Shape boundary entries
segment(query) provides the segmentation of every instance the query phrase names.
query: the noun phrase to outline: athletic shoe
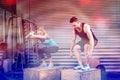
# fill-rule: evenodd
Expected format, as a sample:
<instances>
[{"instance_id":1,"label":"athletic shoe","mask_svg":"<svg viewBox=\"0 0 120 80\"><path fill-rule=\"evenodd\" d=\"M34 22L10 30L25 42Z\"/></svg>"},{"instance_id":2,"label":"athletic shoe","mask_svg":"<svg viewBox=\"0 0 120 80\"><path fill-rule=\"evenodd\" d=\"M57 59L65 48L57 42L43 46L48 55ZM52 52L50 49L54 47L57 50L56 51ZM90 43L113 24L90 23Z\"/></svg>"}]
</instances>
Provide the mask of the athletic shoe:
<instances>
[{"instance_id":1,"label":"athletic shoe","mask_svg":"<svg viewBox=\"0 0 120 80\"><path fill-rule=\"evenodd\" d=\"M46 63L42 63L39 68L46 68L47 67L47 64Z\"/></svg>"}]
</instances>

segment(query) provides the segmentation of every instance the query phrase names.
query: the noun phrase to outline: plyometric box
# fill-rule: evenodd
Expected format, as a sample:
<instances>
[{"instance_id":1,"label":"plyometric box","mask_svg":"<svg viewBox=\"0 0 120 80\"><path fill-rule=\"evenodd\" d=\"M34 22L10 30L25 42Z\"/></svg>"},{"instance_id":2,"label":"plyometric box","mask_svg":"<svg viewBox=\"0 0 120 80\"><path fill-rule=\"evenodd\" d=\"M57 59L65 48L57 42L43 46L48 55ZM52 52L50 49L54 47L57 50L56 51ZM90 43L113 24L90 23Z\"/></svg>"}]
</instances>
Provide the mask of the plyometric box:
<instances>
[{"instance_id":1,"label":"plyometric box","mask_svg":"<svg viewBox=\"0 0 120 80\"><path fill-rule=\"evenodd\" d=\"M24 80L61 80L61 72L59 68L27 68L24 69Z\"/></svg>"},{"instance_id":2,"label":"plyometric box","mask_svg":"<svg viewBox=\"0 0 120 80\"><path fill-rule=\"evenodd\" d=\"M89 71L62 70L61 80L101 80L101 71L98 69L91 69Z\"/></svg>"},{"instance_id":3,"label":"plyometric box","mask_svg":"<svg viewBox=\"0 0 120 80\"><path fill-rule=\"evenodd\" d=\"M101 71L91 69L89 71L73 69L24 69L24 80L101 80Z\"/></svg>"}]
</instances>

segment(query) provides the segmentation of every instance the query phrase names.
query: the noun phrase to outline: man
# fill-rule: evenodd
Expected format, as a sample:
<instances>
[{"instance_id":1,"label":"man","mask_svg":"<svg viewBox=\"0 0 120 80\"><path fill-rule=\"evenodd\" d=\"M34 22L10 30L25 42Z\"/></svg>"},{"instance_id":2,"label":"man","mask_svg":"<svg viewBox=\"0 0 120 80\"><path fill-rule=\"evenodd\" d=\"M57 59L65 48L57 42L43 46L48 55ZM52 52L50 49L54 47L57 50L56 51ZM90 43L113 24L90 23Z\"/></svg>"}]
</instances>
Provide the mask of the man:
<instances>
[{"instance_id":1,"label":"man","mask_svg":"<svg viewBox=\"0 0 120 80\"><path fill-rule=\"evenodd\" d=\"M86 23L81 23L78 21L78 18L72 17L70 19L70 23L73 27L73 35L72 35L72 42L70 47L70 56L73 56L72 50L77 58L79 66L75 67L75 69L90 69L89 67L89 59L91 58L91 53L94 49L94 46L97 44L97 38L93 34L92 30L90 29L90 25ZM75 43L76 36L79 36L81 40L78 43ZM80 53L84 51L86 57L86 67L83 66Z\"/></svg>"}]
</instances>

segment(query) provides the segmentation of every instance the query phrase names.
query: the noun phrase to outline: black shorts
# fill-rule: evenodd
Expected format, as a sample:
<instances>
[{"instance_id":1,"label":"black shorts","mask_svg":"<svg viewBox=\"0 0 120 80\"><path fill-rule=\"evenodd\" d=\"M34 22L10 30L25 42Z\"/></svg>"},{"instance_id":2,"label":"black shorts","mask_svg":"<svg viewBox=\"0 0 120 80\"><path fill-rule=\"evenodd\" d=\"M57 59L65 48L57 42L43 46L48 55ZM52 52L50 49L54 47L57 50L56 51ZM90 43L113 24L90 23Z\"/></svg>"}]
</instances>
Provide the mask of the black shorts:
<instances>
[{"instance_id":1,"label":"black shorts","mask_svg":"<svg viewBox=\"0 0 120 80\"><path fill-rule=\"evenodd\" d=\"M89 43L85 41L78 41L76 44L81 47L81 52L84 52L84 45Z\"/></svg>"}]
</instances>

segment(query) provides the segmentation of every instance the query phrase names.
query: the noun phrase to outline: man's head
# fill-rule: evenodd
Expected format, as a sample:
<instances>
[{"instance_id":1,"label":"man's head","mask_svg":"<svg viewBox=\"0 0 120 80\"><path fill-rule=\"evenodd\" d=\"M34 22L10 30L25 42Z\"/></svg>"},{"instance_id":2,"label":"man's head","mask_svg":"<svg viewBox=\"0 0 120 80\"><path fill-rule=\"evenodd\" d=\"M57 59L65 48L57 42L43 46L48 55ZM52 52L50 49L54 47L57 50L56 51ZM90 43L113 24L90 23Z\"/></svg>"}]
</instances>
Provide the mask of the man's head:
<instances>
[{"instance_id":1,"label":"man's head","mask_svg":"<svg viewBox=\"0 0 120 80\"><path fill-rule=\"evenodd\" d=\"M71 19L70 19L70 23L72 24L72 26L75 28L75 27L79 27L79 22L78 22L78 18L76 18L76 17L72 17Z\"/></svg>"}]
</instances>

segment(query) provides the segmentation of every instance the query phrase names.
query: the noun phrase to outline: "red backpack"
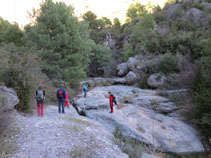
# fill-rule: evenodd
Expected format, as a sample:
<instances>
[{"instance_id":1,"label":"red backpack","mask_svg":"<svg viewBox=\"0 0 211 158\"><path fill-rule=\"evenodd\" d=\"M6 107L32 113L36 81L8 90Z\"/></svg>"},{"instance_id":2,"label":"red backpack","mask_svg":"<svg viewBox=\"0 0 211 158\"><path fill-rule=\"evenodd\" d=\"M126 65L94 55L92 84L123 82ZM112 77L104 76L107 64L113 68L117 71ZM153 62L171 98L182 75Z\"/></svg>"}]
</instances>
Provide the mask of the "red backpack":
<instances>
[{"instance_id":1,"label":"red backpack","mask_svg":"<svg viewBox=\"0 0 211 158\"><path fill-rule=\"evenodd\" d=\"M59 97L59 98L63 98L63 97L64 97L64 92L63 92L63 90L60 90L60 91L58 92L58 97Z\"/></svg>"}]
</instances>

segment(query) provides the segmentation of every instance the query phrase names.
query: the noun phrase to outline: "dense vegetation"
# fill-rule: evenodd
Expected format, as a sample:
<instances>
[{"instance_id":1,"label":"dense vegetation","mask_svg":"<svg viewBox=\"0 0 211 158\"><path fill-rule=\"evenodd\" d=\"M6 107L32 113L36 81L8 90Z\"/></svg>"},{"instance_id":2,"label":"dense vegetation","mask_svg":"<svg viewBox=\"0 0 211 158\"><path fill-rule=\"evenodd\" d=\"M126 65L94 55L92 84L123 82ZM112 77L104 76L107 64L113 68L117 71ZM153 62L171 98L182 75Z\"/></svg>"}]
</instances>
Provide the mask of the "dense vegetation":
<instances>
[{"instance_id":1,"label":"dense vegetation","mask_svg":"<svg viewBox=\"0 0 211 158\"><path fill-rule=\"evenodd\" d=\"M65 82L76 88L86 77L115 75L116 65L129 57L159 57L157 65L148 62L146 76L179 74L182 82L182 74L191 71L188 84L180 86L192 89L192 120L209 135L211 10L205 4L210 1L169 2L163 9L132 4L123 25L118 18L99 19L91 11L79 21L71 6L52 0L33 11L24 30L0 18L0 80L17 90L18 108L27 110L38 83ZM194 18L194 10L203 14L200 20Z\"/></svg>"}]
</instances>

__Written problem__: How many lines in the items above contain the word "black"? Reply with the number alone.

__Completed task__: 4